LIST OF TASKS>
a. In the text about Jane Ferguson, how was her uncle's gunshot wound from IRA crossfire disguised?
b. Reproduce the text about Jane Ferguson between "In Northern Ireland" and "of the story.", inclusive.
[SOURCE DOCUMENT — start]
In Northern Ireland in the 1980s and ‘90s, war was a secret, and young Jane Ferguson wanted to know the truth. For her, war was called the Troubles, bomb threats and military checkpoints on the way to school were commonplace, and an uncle’s gunshot wound in IRA crossfire was disguised as a cow kick. Jane developed a penchant for asking questions that cut through this culture of silence, while the unspoken tension in her village exploded into abuse and rage at home. An opportunity to study Arabic in Yemen after college came as a great relief, a ticket to a different, adventurous life—and to the very center of the story.

Ferguson has since reported from nearly every war front around the globe—from Yemen and Syria during the Arab Spring, Afghanistan during the fall of Kabul, and Ukraine during Russia’s 2022 invasion—but her rise to the highest ranks of journalism has been anything but ordinary. As a scrappy one-woman reporting team, a borrowed camera her only equipment, networks often told her she simply had the wrong accent, even the wrong appearance. Still, her ambition to build a life in journalism on her own terms thrust her into harm’s way time and again. While other reporters chased “bang bang shoot ‘em up” stories, a different set of questions guided Ferguson’s work, ones that gave faces and names to the people experiencing these conflicts. In the face of grave violence and suffering, giving voice to civilian lives seemed a small act of justice, no matter the risks.
[SOURCE DOCUMENT — finish]
[DATASET RECORDS — start]
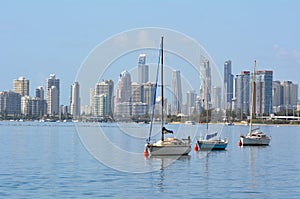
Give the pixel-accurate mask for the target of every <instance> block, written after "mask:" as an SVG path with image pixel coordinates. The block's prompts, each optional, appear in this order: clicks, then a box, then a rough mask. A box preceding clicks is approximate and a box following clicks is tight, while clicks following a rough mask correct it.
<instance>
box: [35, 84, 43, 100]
mask: <svg viewBox="0 0 300 199" xmlns="http://www.w3.org/2000/svg"><path fill="white" fill-rule="evenodd" d="M35 97H37V98H40V99H41V100H43V99H44V89H43V87H42V86H39V87H37V88H36V89H35Z"/></svg>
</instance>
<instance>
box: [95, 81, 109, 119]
mask: <svg viewBox="0 0 300 199" xmlns="http://www.w3.org/2000/svg"><path fill="white" fill-rule="evenodd" d="M102 94H105V95H106V96H103V97H102V98H104V97H105V99H103V100H105V102H106V103H107V107H105V109H104V110H105V111H104V112H103V113H105V114H107V115H110V116H112V115H113V107H114V106H113V99H114V82H113V81H112V80H103V81H102V82H100V83H97V84H96V87H95V95H102ZM103 100H102V101H103ZM106 103H104V104H106Z"/></svg>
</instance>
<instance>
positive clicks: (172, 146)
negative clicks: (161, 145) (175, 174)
mask: <svg viewBox="0 0 300 199" xmlns="http://www.w3.org/2000/svg"><path fill="white" fill-rule="evenodd" d="M149 151H150V155H151V156H163V155H188V154H189V152H190V151H191V146H180V147H178V146H151V147H149Z"/></svg>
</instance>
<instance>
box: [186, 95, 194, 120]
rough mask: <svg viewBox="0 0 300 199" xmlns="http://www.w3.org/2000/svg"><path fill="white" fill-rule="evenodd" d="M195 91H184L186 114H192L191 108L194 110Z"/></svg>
mask: <svg viewBox="0 0 300 199" xmlns="http://www.w3.org/2000/svg"><path fill="white" fill-rule="evenodd" d="M195 102H196V93H195V91H187V93H186V105H187V113H188V115H191V114H192V111H193V110H196V103H195Z"/></svg>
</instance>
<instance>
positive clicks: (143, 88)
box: [131, 82, 144, 103]
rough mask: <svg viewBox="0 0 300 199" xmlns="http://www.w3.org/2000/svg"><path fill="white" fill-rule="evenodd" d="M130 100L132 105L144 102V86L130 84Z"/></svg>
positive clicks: (136, 82)
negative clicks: (130, 99) (134, 103)
mask: <svg viewBox="0 0 300 199" xmlns="http://www.w3.org/2000/svg"><path fill="white" fill-rule="evenodd" d="M131 92H132V94H131V98H132V100H131V101H132V103H139V102H143V100H144V85H143V84H139V83H137V82H132V84H131Z"/></svg>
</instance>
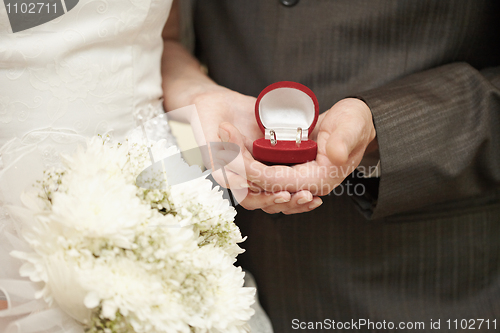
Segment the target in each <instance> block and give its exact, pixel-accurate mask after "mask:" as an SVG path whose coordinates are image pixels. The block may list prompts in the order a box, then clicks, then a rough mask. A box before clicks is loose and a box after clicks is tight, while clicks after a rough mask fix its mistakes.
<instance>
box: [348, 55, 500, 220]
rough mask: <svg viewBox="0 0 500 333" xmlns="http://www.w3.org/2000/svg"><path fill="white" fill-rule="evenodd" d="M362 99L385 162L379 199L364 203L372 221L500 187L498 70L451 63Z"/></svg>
mask: <svg viewBox="0 0 500 333" xmlns="http://www.w3.org/2000/svg"><path fill="white" fill-rule="evenodd" d="M357 97H358V98H360V99H362V100H363V101H365V102H366V103H367V105H368V106H369V107H370V109H371V111H372V113H373V120H374V124H375V128H376V131H377V139H378V144H379V153H380V162H381V165H380V166H381V177H380V182H379V184H378V193H376V195H372V196H370V198H369V200H370V201H371V203H370V204H367V201H366V200H365V201H364V203H363V202H361V206H362V207H361V208H362V209H363V210H364V211H365V213H366V212H367V215H368V217H370V218H373V219H375V218H380V217H385V216H389V215H393V214H398V213H404V212H409V211H413V210H417V209H421V208H424V207H428V206H431V205H434V204H438V203H444V202H450V201H455V200H460V199H464V198H468V197H474V196H479V195H481V194H485V193H487V192H491V191H494V190H495V189H498V188H499V187H500V67H497V68H491V69H486V70H483V71H478V70H476V69H474V68H473V67H471V66H470V65H468V64H466V63H453V64H449V65H445V66H442V67H438V68H434V69H430V70H427V71H425V72H420V73H417V74H413V75H410V76H407V77H404V78H401V79H399V80H396V81H394V82H392V83H390V84H387V85H385V86H382V87H379V88H376V89H372V90H369V91H366V92H364V93H361V94H359V95H358V96H357ZM358 203H360V202H359V201H358Z"/></svg>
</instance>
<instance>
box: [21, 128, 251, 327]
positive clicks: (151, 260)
mask: <svg viewBox="0 0 500 333" xmlns="http://www.w3.org/2000/svg"><path fill="white" fill-rule="evenodd" d="M149 148H150V149H152V150H153V151H154V152H155V154H156V155H158V154H160V155H161V154H163V156H175V154H177V156H179V157H178V158H177V159H176V158H173V159H172V158H171V159H169V160H170V162H169V163H167V165H165V170H166V173H165V174H166V177H167V179H166V181H167V183H168V181H169V179H174V178H175V177H177V176H179V175H180V174H184V175H185V174H191V176H190V177H188V178H190V179H192V180H191V181H187V182H185V183H182V184H178V185H175V186H164V187H163V188H156V189H154V188H149V189H146V188H142V187H140V186H138V184H137V181H136V179H137V177H138V175H139V174H140V173H141V171H142V170H144V169H145V168H146V167H148V165H150V164H151V162H150V160H149V154H148V147H146V146H145V145H141V144H131V143H128V142H125V143H124V144H111V143H107V142H106V140H103V139H102V138H99V137H96V138H93V139H92V140H90V142H89V143H88V145H87V148H86V149H83V148H80V149H78V150H77V152H76V153H75V154H73V155H71V156H62V168H60V169H51V170H46V171H45V173H44V177H43V179H41V180H40V182H39V183H38V184H37V185H36V186H35V189H36V190H34V191H33V192H30V193H25V194H23V197H22V201H23V203H24V205H25V206H27V207H28V209H29V210H30V211H31V216H32V218H31V220H30V221H29V222H25V224H26V225H24V226H23V237H24V239H25V240H26V241H27V242H28V243H29V244H30V246H31V249H32V251H31V252H30V251H14V252H13V253H12V255H13V256H15V257H16V258H19V259H22V260H24V261H25V263H24V265H23V266H22V267H21V275H22V276H24V277H29V279H30V280H31V281H33V282H38V283H39V285H40V286H41V288H40V290H39V292H38V293H37V295H36V297H37V298H43V299H44V300H45V301H46V302H47V303H48V304H49V305H50V306H51V307H58V308H60V309H61V310H63V311H64V312H65V313H66V314H68V315H69V316H71V317H72V318H73V319H74V320H76V321H77V322H78V323H80V325H81V327H82V328H83V331H85V332H91V333H94V332H104V333H119V332H124V333H125V332H126V333H129V332H130V333H132V332H133V333H146V332H147V333H155V332H162V333H164V332H165V333H173V332H246V331H248V326H247V324H246V321H247V320H248V319H249V318H250V317H251V315H252V314H253V310H252V309H251V307H250V306H251V304H252V303H253V302H254V298H253V295H254V293H255V290H254V289H253V288H244V287H243V277H244V273H243V272H242V270H241V268H239V267H235V266H234V262H235V260H236V256H237V255H238V254H239V253H241V252H243V251H242V250H241V249H240V248H239V247H238V243H240V242H242V241H243V239H242V237H241V234H240V232H239V229H238V228H237V226H236V225H235V224H234V222H233V220H234V217H235V214H236V213H235V210H234V208H233V207H231V206H230V205H229V203H228V201H227V200H224V199H223V198H222V193H221V192H219V191H217V189H215V188H214V189H212V183H211V182H210V181H209V180H207V179H205V178H204V177H202V175H201V171H200V170H199V169H198V168H197V167H189V166H188V165H187V164H186V163H185V162H184V161H183V160H182V159H181V158H180V155H179V154H178V153H179V152H178V150H177V148H176V147H171V148H168V149H162V145H161V143H158V144H155V145H153V147H149Z"/></svg>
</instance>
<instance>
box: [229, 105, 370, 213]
mask: <svg viewBox="0 0 500 333" xmlns="http://www.w3.org/2000/svg"><path fill="white" fill-rule="evenodd" d="M318 123H319V126H318V128H317V129H316V130H315V131H313V133H312V135H311V139H316V140H317V143H318V154H317V156H316V160H314V161H311V162H307V163H304V164H299V165H295V166H292V167H288V166H272V167H269V166H266V165H264V164H262V163H260V162H258V161H255V160H254V159H253V158H252V157H251V156H249V154H244V155H243V157H244V169H245V170H242V169H241V167H240V169H237V168H236V166H233V165H231V164H229V167H233V169H232V171H234V172H235V173H240V174H241V173H243V172H246V175H247V177H248V180H249V181H250V182H252V183H253V184H257V185H258V186H259V187H260V188H262V189H264V190H266V191H270V192H276V191H288V192H291V193H294V192H298V191H301V190H302V191H303V190H306V191H309V192H310V193H312V194H314V195H317V196H322V195H326V194H328V193H330V192H331V191H332V190H333V189H334V188H335V187H336V186H338V185H339V184H340V183H342V181H343V180H344V179H345V178H346V177H347V176H348V175H349V174H351V173H352V172H353V171H354V169H355V168H356V167H357V166H358V165H359V163H360V161H361V159H362V158H363V155H364V153H365V152H366V151H370V150H374V149H376V139H375V137H376V132H375V127H374V125H373V120H372V115H371V111H370V109H369V108H368V106H367V105H366V104H365V103H364V102H362V101H361V100H358V99H354V98H347V99H344V100H341V101H339V102H338V103H336V104H335V105H334V106H333V107H332V108H331V109H330V110H328V111H327V112H325V113H324V114H323V115H321V117H320V119H319V121H318ZM221 129H222V130H225V131H227V132H228V133H229V136H228V137H227V141H228V142H232V143H236V144H238V145H239V146H240V148H241V149H242V150H243V149H244V148H245V145H244V141H242V140H241V139H239V137H238V133H237V130H236V129H235V128H234V127H232V126H231V125H230V124H222V125H221ZM315 200H316V199H315ZM269 212H273V208H270V209H269Z"/></svg>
[DATASET RECORDS — finish]
TASK RESPONSES>
a. It was disguised as a cow kick.

b.
In Northern Ireland in the 1980s and ‘90s, war was a secret, and young Jane Ferguson wanted to know the truth. For her, war was called the Troubles, bomb threats and military checkpoints on the way to school were commonplace, and an uncle’s gunshot wound in IRA crossfire was disguised as a cow kick. Jane developed a penchant for asking questions that cut through this culture of silence, while the unspoken tension in her village exploded into abuse and rage at home. An opportunity to study Arabic in Yemen after college came as a great relief, a ticket to a different, adventurous life—and to the very center of the story.